#### Input material:
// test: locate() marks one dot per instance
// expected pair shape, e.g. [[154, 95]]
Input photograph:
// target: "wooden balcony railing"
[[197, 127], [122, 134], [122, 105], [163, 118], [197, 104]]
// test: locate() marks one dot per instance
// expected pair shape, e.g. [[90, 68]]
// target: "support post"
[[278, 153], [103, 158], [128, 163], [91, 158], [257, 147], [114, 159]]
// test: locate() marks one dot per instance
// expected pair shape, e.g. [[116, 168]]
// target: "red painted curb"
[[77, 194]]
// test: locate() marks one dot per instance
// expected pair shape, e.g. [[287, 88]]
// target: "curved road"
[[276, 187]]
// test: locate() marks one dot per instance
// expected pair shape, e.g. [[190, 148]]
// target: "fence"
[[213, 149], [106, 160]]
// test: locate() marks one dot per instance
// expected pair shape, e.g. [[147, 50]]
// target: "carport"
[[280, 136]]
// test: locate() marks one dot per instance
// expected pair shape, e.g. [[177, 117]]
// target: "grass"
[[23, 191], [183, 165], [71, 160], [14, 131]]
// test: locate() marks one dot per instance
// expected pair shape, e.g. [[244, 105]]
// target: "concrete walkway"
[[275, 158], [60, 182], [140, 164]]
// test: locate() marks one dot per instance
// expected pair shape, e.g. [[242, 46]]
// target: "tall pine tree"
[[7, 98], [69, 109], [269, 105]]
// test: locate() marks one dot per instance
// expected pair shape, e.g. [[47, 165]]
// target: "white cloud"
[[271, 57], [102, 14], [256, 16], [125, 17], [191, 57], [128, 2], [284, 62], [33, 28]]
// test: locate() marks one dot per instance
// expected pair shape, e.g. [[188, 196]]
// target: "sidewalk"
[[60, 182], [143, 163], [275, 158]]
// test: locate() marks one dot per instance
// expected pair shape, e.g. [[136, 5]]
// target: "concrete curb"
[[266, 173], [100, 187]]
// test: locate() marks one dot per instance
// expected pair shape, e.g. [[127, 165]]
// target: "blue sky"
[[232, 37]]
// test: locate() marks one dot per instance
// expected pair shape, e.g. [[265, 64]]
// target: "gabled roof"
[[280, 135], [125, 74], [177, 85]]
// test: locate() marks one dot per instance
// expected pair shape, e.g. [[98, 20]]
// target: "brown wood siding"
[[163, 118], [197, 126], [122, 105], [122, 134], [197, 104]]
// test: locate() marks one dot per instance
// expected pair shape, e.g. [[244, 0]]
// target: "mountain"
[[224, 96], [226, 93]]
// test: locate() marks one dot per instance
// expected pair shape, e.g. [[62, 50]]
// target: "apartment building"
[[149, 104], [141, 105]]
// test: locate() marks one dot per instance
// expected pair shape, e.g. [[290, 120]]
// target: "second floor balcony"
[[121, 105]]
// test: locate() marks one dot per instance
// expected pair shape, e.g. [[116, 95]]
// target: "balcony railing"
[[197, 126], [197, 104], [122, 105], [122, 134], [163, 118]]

#### The exercise:
Change "marks one dot per instance" to "places one dot on each instance" everywhere it occurs in the entries above. Reproduce every entry with the rest of its text unchanged.

#### Output below:
// test: locate() places one dot on each instance
// expected pair shape, e.g. [[154, 95]]
Input photograph:
// target: "wooden balcony railing"
[[197, 127], [122, 134], [122, 105], [163, 118], [197, 104]]
// test: locate() places one dot on each instance
// expected pair shape, e.g. [[90, 68]]
// target: "support post"
[[278, 153], [103, 158], [128, 163], [91, 158], [257, 147], [114, 159]]
// test: locate() places one dot on each instance
// expected pair shape, e.g. [[116, 168]]
// target: "red painted curb"
[[77, 194]]
// test: locate() places one dot on each instance
// expected pair shape, e.g. [[287, 88]]
// target: "curved road"
[[276, 187]]
// test: locate() places one dot on each instance
// expected pair shape, e.g. [[190, 148]]
// target: "fence"
[[213, 149], [106, 160]]
// test: locate() places one dot on each instance
// expected pair shape, e.g. [[147, 50]]
// target: "carport"
[[280, 136]]
// test: locate() places one dot on each instance
// expected pair shape, e.g. [[177, 117]]
// target: "grass"
[[23, 191], [183, 165], [71, 160], [14, 131]]
// test: locate() places one dot on each instance
// expected pair shape, e.g. [[244, 105]]
// target: "concrete walkway"
[[275, 158], [60, 182], [140, 164]]
// test: locate() places one dot on each instance
// expected pair shape, e.g. [[242, 46]]
// target: "tall pine tree"
[[7, 98], [69, 109], [269, 105]]
// test: locate() places one dot on each instance
// expected pair shape, e.g. [[47, 165]]
// target: "white cloud"
[[271, 57], [102, 14], [256, 16], [125, 17], [191, 57], [128, 2], [284, 62], [33, 28]]
// test: locate() places one dot on each instance
// expected pair shape, e.g. [[188, 196]]
// target: "sidewalk"
[[60, 182], [143, 163], [275, 158]]
// test: locate() places one dot on each instance
// expected pair shape, e.g. [[136, 5]]
// target: "concrete curb"
[[266, 173], [100, 187]]
// test: locate() places one dot on each instance
// expected pair shape, e.g. [[127, 165]]
// target: "blue sky"
[[232, 37]]
// test: locate() places one dot on each instance
// expected pair shape, e.g. [[265, 64]]
// target: "gabled roof"
[[280, 135], [125, 74], [177, 85]]
// test: locate() places one dot on each instance
// expected pair shape, e.g. [[98, 20]]
// target: "brown wood siding"
[[163, 118], [197, 126], [122, 105], [122, 134], [197, 104]]
// test: locate() places one dot on each instance
// expected pair shape, e.g. [[244, 0]]
// target: "mountain"
[[224, 96], [226, 93]]
// test: locate() places one dot on each instance
// expected pair shape, e.g. [[62, 50]]
// target: "apartment building"
[[149, 104], [141, 105]]
// test: locate() places one dot on each instance
// expected pair shape, e.g. [[290, 120]]
// target: "second floor balcony"
[[121, 105]]
// test: locate() places one dot on each instance
// expected pair shape, e.g. [[116, 95]]
// target: "balcony railing"
[[197, 126], [197, 104], [122, 105], [122, 134], [163, 118]]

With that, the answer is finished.